Task input =>
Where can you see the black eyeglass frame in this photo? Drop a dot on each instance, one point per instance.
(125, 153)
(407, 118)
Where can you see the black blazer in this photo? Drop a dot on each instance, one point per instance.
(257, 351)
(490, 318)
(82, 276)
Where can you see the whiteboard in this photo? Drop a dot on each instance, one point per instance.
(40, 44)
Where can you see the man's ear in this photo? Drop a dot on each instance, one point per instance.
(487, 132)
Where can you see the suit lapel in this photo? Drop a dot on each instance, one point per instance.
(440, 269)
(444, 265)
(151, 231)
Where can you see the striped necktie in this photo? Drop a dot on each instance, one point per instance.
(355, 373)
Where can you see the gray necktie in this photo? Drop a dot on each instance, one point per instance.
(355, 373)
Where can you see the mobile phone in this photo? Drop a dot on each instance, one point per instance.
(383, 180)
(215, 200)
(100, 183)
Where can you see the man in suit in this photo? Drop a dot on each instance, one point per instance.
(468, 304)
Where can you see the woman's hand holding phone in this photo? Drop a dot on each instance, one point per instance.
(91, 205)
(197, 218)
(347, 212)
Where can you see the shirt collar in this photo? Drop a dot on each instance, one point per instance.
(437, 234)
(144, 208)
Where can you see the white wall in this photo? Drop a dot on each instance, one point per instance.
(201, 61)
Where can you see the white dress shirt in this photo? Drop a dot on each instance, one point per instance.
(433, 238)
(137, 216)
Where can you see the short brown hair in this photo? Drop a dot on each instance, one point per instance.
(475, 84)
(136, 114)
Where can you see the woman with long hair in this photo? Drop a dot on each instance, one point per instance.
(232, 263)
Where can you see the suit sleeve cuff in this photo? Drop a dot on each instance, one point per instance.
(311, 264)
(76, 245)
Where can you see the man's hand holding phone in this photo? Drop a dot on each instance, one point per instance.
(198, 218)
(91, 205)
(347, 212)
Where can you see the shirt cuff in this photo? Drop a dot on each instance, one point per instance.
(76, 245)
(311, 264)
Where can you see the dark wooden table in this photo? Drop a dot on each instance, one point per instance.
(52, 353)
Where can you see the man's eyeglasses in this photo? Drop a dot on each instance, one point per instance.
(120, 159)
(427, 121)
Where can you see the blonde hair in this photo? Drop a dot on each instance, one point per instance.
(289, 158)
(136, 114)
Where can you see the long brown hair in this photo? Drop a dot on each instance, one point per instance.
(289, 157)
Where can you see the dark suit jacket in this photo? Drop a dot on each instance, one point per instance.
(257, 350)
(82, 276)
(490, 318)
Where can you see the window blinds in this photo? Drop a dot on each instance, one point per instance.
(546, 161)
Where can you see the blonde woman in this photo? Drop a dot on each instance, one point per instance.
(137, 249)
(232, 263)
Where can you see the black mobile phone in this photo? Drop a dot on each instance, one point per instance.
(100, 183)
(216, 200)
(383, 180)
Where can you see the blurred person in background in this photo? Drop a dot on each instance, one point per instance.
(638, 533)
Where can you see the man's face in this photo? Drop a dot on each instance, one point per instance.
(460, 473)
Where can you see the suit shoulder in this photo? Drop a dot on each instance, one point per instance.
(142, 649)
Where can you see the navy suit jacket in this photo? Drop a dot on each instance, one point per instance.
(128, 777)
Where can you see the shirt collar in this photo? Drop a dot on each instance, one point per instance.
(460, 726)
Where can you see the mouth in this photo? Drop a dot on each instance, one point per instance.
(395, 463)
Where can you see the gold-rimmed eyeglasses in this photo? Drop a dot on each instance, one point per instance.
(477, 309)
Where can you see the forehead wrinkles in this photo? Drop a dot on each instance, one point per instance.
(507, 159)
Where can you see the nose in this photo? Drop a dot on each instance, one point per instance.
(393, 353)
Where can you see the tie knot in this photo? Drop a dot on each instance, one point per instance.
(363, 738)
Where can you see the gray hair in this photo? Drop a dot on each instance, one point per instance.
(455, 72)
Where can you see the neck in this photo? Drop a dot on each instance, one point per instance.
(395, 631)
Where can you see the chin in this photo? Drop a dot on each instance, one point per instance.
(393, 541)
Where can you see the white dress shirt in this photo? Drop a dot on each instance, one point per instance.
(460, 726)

Task to complete => Copy every item above, substituting "Put a mark" for each occurrence of "Drop a dot". Keep all other wording unchanged.

Result for this task =>
Where can you see the black eyeglass frame in this photo? Put a mark on each instance, one point per instance.
(125, 153)
(407, 118)
Where can you see the black blazer in this photo? Put a mark on each instance, one point per instance.
(257, 351)
(490, 318)
(82, 276)
Where can you see the whiteboard in this photo? Put a mark on each instance, one point per instance.
(40, 44)
Where can you see the man's ear in this photo? Put a mark on each instance, one point per instance.
(487, 132)
Where can you see the suit lapel in this photo? Put a mark on each instance, one point per instance.
(440, 269)
(444, 265)
(151, 231)
Where can you see the striped necktie in this photo? Put a mark on each instance, one point per instance.
(355, 373)
Where can you see the gray necktie in this photo? Put a mark on each instance, one point per instance.
(355, 373)
Where can you see the mobile phone in this photo? Put a mark on each instance, one point per instance.
(383, 180)
(215, 200)
(100, 183)
Where can you see the man in suit in this photo? Put a mark on each instance, one point per instance.
(468, 304)
Where can you see the woman's hand holding phone in this photo? Put a mark on each instance, one point per instance.
(91, 205)
(197, 218)
(347, 212)
Where can you see the shirt collar in this photo? Put a mark on each instance, one point per instance.
(437, 234)
(144, 208)
Where can you see the white wall in this photo? Put a mark on each instance, one point per instance.
(201, 61)
Where can you see the white dress shirt in this photo? Put a mark on each instance, one point per instance.
(433, 238)
(137, 216)
Where can you see the short brown hair in this photo? Put a mark on each instance, one point per instance.
(475, 84)
(136, 114)
Where can you see the woman with long hair in this photo? Put a mark on each instance, one point per instance.
(232, 263)
Where can you see the suit sleeve cuff in this photo? Put a mark on each instance, one point per instance.
(311, 264)
(76, 245)
Where can you see the man's hand holding phone in this photo? Put a mark on each instance, one point per instance.
(198, 218)
(91, 205)
(347, 212)
Where can you see the shirt cuff in this photo? Put a mark on each instance, one point per instance.
(76, 245)
(311, 264)
Where can you see the dark wooden table in this photo? Put a mark on each instance, one point per instance.
(52, 353)
Where can you see the man's eyeglasses in this photo? Put a mark on each instance, one point per instance.
(120, 159)
(427, 121)
Where can you see the blonde hair in this photo? Put a mark on each instance, one point per instance.
(289, 158)
(136, 114)
Where can you see the long brown hair in this photo? Put a mark on each instance, one point per instance.
(289, 157)
Where can you see the dark suit jacket in this photo? Put a mark on each instance, one point per instance.
(257, 350)
(82, 276)
(490, 318)
Where can you see the window blinds in this photo? Put a mark on each instance, one point per instance.
(546, 161)
Where can you see the blonde woman in this photo? Put a mark on each instance, one point per instance.
(137, 249)
(232, 263)
Where can you see the black mobile phone in this photo? Put a mark on each instance, one point per instance.
(100, 183)
(216, 200)
(383, 180)
Where can you see the blurred person in background in this photo? Put a mark on each instance, one point per instance.
(638, 533)
Where can you see the man's face in this photo? Put a mark on each instance, one point per instance.
(460, 473)
Where can you see the suit shoulder in this photo? Put a mark on each instance, one point per instance.
(142, 649)
Where can you see the navy suit jacket in this photo? Put a mark on each instance, one point per instance.
(128, 777)
Where can you see the shirt collar in this photo? Put a mark on each instance, one point per instance.
(460, 726)
Where can you see the mouth in this photo? Put a mark on each instance, one point per instance.
(395, 463)
Where can you see the gold-rimmed eyeglasses in this photo? Put a mark on each instance, one point per instance.
(477, 309)
Where can you see the forehead wrinkles in this photo? Put a mark on each instance, one point per instance.
(507, 159)
Where can you see the nose in this photo? Put a mark on each instance, one point per instance.
(393, 353)
Where can you see the tie knot in this photo? Put a mark on each instance, one point per instance.
(363, 738)
Where can you see the gray hair in this photo? Put a mark on each instance, one point per instance.
(455, 72)
Where can you see the neck in this photo? Put a mark on each instance, one point per instance.
(395, 631)
Where can you see the chin in this photo? Put a mark on each instance, one point per instance.
(393, 541)
Where can you see the white dress shirt in this photo? Put a mark on each instance, one point per instance.
(460, 726)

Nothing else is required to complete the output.